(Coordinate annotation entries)

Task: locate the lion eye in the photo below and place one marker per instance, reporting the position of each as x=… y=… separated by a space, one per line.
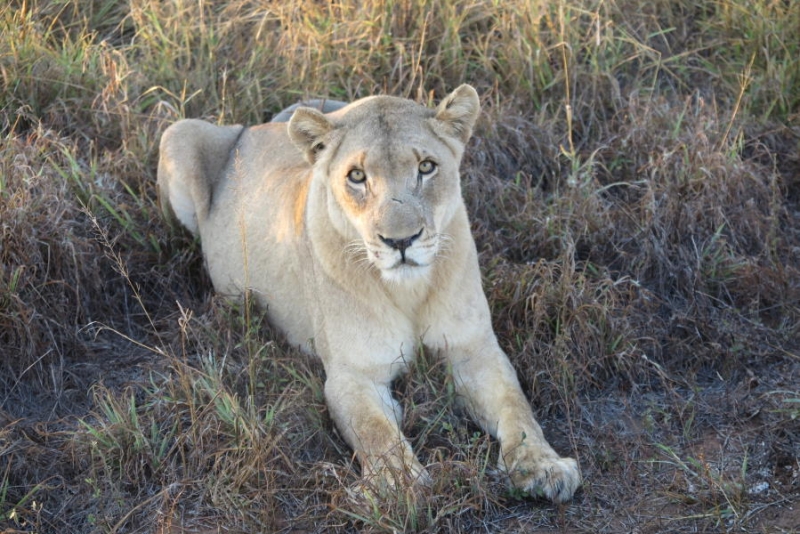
x=426 y=167
x=357 y=176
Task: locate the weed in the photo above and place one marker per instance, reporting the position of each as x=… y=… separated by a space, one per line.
x=633 y=190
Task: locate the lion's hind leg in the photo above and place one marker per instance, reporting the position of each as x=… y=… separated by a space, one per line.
x=193 y=156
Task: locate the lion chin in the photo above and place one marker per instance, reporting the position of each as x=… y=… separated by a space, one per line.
x=404 y=273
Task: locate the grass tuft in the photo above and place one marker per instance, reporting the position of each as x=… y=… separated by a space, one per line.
x=633 y=187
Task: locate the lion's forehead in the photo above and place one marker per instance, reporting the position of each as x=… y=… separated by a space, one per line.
x=393 y=140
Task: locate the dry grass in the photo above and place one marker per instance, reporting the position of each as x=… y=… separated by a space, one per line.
x=634 y=191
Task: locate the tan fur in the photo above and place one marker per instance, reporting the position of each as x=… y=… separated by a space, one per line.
x=360 y=273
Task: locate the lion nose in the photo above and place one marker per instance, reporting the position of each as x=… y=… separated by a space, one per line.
x=401 y=244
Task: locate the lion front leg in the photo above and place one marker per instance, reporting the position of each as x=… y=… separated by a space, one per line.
x=369 y=419
x=491 y=391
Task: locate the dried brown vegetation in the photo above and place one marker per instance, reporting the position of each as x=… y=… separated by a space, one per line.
x=634 y=191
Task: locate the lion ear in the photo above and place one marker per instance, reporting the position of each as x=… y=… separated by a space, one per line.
x=458 y=112
x=307 y=130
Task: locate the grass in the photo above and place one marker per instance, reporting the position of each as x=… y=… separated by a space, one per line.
x=633 y=187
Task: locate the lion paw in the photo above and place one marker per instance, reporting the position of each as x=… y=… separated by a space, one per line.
x=555 y=477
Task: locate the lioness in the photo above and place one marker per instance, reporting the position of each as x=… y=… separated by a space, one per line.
x=350 y=230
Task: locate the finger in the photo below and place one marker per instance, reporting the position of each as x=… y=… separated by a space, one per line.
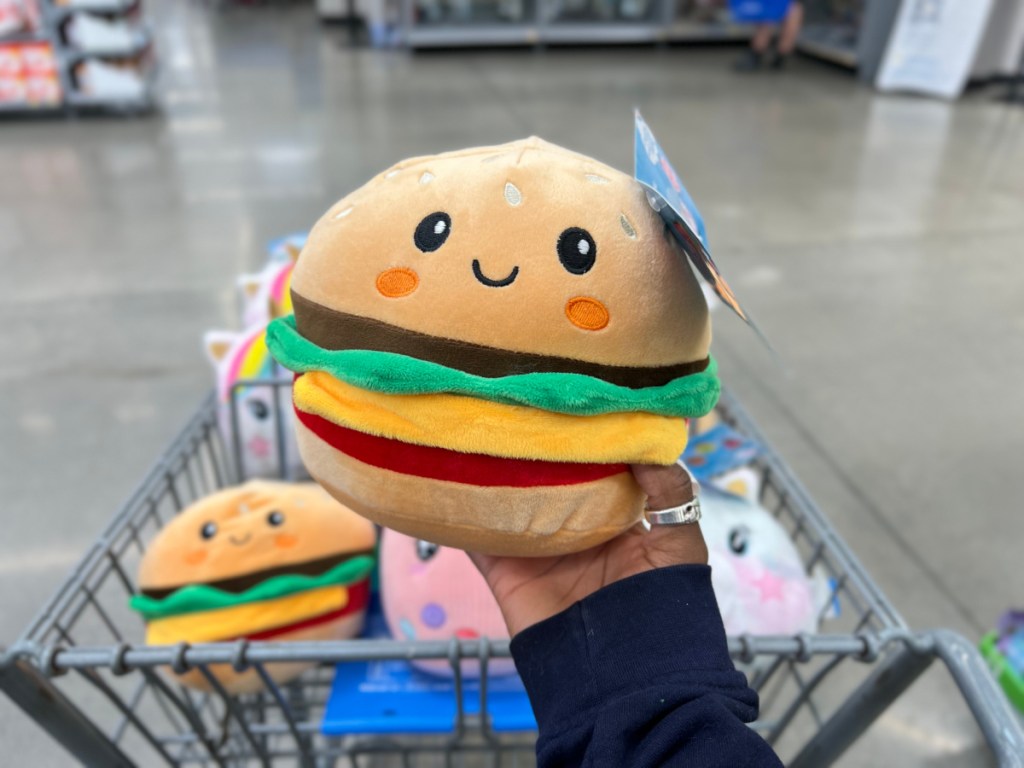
x=666 y=486
x=673 y=545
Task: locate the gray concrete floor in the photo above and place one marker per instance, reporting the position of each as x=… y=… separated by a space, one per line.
x=877 y=240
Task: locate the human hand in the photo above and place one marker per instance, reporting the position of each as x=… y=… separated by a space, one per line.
x=531 y=589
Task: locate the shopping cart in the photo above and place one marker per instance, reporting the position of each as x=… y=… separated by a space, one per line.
x=82 y=673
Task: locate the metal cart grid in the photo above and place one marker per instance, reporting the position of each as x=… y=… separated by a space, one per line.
x=81 y=671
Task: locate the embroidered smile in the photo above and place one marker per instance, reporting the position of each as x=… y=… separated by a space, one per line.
x=506 y=281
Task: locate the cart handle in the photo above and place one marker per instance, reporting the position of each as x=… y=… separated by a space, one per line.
x=887 y=682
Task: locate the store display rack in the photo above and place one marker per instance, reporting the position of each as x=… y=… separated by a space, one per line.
x=431 y=24
x=109 y=67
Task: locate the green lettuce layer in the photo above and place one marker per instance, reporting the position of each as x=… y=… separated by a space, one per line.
x=565 y=393
x=199 y=597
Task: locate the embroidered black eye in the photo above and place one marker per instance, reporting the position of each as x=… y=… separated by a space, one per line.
x=577 y=250
x=739 y=539
x=258 y=409
x=425 y=550
x=432 y=231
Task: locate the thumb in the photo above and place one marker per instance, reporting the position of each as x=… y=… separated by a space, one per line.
x=666 y=486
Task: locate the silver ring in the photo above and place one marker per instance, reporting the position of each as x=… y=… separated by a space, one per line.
x=685 y=514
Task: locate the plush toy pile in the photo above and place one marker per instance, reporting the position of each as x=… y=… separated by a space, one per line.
x=486 y=339
x=263 y=561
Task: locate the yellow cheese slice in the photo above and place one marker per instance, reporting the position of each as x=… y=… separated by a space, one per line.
x=470 y=425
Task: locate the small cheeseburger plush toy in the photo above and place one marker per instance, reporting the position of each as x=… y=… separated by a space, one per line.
x=485 y=339
x=267 y=561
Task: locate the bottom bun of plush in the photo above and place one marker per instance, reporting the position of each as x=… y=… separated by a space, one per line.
x=535 y=521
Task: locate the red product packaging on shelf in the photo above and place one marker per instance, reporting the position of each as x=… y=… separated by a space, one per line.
x=38 y=59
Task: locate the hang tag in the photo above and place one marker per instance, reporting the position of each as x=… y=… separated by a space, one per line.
x=667 y=195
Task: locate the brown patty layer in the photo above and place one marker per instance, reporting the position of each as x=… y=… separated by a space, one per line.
x=334 y=330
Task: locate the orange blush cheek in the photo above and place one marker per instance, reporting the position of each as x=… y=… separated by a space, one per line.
x=587 y=313
x=398 y=282
x=195 y=557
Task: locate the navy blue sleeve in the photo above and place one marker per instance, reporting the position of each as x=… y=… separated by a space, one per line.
x=639 y=675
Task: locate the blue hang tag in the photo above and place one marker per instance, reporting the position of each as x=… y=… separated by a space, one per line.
x=667 y=195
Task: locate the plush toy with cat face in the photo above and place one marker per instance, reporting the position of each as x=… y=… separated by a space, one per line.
x=436 y=593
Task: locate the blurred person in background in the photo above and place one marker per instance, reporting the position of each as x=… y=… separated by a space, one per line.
x=761 y=53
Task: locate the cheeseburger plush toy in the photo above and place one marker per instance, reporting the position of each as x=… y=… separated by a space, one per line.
x=485 y=340
x=436 y=593
x=264 y=561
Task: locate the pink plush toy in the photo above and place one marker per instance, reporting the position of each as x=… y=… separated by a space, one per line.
x=243 y=356
x=436 y=593
x=267 y=294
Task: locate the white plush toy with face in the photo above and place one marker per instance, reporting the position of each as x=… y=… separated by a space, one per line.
x=238 y=356
x=759 y=578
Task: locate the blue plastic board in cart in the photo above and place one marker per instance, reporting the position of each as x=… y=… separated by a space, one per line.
x=392 y=696
x=758 y=11
x=718 y=451
x=286 y=248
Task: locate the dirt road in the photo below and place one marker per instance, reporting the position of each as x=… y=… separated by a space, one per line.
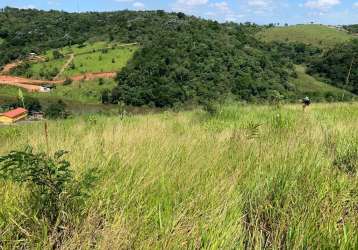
x=64 y=67
x=8 y=67
x=32 y=85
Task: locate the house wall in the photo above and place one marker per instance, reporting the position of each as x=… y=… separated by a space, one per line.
x=20 y=117
x=6 y=120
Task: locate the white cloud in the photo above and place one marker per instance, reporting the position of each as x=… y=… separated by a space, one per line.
x=221 y=6
x=139 y=5
x=321 y=4
x=189 y=6
x=192 y=2
x=259 y=3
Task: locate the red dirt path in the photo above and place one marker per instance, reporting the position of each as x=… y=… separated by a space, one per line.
x=32 y=85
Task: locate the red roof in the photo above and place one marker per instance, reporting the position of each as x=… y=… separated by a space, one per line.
x=15 y=113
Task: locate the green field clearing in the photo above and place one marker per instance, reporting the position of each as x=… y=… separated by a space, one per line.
x=113 y=60
x=38 y=70
x=101 y=57
x=248 y=177
x=81 y=92
x=317 y=35
x=308 y=84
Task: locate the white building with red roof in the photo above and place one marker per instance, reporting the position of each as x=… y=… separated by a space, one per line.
x=13 y=116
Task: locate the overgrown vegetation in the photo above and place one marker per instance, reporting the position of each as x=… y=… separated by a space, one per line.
x=339 y=66
x=247 y=176
x=52 y=192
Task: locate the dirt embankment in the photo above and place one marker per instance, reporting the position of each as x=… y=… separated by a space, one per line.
x=32 y=85
x=8 y=67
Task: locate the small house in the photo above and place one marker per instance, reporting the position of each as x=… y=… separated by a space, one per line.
x=13 y=116
x=44 y=89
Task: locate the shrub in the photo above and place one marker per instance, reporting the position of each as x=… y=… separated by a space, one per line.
x=346 y=159
x=57 y=111
x=210 y=108
x=48 y=178
x=68 y=81
x=57 y=55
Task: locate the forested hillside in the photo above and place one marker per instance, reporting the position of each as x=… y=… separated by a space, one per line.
x=339 y=66
x=181 y=59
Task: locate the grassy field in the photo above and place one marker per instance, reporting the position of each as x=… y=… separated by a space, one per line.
x=91 y=57
x=113 y=60
x=88 y=92
x=318 y=35
x=251 y=177
x=311 y=86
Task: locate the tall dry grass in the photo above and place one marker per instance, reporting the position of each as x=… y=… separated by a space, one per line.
x=247 y=177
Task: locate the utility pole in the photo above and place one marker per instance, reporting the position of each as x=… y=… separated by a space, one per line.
x=350 y=70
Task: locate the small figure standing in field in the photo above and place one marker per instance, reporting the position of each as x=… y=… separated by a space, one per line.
x=306 y=102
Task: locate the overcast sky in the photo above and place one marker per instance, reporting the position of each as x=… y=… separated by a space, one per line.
x=258 y=11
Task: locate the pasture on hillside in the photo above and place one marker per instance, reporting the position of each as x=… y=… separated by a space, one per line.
x=308 y=85
x=315 y=34
x=245 y=176
x=88 y=58
x=86 y=92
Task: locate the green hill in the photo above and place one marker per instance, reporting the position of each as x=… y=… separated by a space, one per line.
x=78 y=59
x=318 y=35
x=308 y=85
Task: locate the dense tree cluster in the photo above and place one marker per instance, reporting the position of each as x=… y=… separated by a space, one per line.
x=192 y=60
x=339 y=66
x=182 y=60
x=353 y=29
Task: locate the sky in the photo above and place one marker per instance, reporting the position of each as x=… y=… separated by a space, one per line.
x=258 y=11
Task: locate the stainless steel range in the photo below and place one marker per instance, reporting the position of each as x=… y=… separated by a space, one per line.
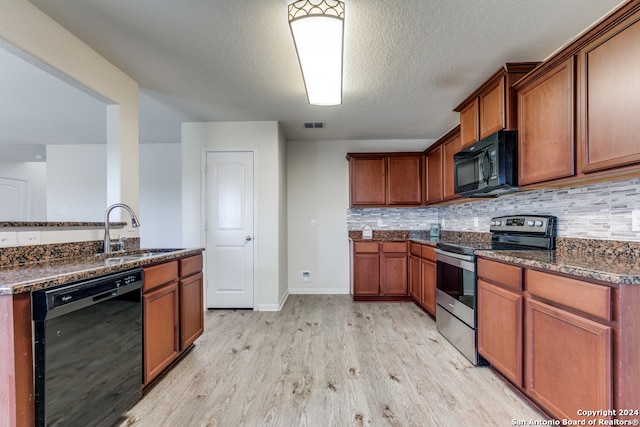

→ **Exercise brief**: Rewrite the records beginning at the line that has "Task: locate the brown" and stopping after the line that has "x=759 y=578", changing "plush toy" to "stuffed toy" everywhere and leaving everything else as it is.

→ **Exercise response**:
Task: locate the brown patty layer in the photo above and place one marker per instance, reporting the position of each as x=… y=… separated by a space, one per line.
x=334 y=330
Task: locate the orange blush cheek in the photo above and place one marker per instance, reporting the position of each as x=… y=… separated by a space, one per line.
x=587 y=313
x=398 y=282
x=195 y=557
Task: locate the navy blue sleeve in the photo above and place one marker per instance, reporting the position of each as x=… y=… separated by a space, one per line.
x=639 y=675
Task: locate the blue hang tag in the photo above and place one marker per instance, reporting the position of each as x=… y=… separated by a space, one per line.
x=667 y=195
Task: locate the stuffed toy with cat face in the photo above and place one marker per instance, reporting the position of each as x=… y=… separated by a space, one per line.
x=436 y=593
Task: locate the blurred person in background in the photo above and place one marker per instance, reporting the position of each as x=… y=… separated by a space, one per line.
x=761 y=53
Task: locate the cheeseburger stuffed toy in the photo above and place one marker per instance, reporting the position of each as x=… y=… separated by a space, one per line.
x=485 y=340
x=436 y=593
x=264 y=561
Task: locate the pink stuffed toy in the photo above and place one marker per instance, reporting the position of each as x=… y=… separated by a space, one per line.
x=243 y=356
x=436 y=593
x=267 y=294
Task: locate the white stuffed toy with face in the photo above and place one marker per instance, reporting the position of each as x=… y=… separated by a space, one per line.
x=238 y=356
x=759 y=578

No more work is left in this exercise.